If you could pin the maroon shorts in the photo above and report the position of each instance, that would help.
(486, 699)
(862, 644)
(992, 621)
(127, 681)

========================================================================

▶ **Your objective**: From the first entry above to the last, repeat everything exactly.

▶ **Expected answer**:
If you could pin the maroon shorts in the photo above and report the position of each instance, that would help.
(486, 699)
(862, 644)
(992, 621)
(127, 681)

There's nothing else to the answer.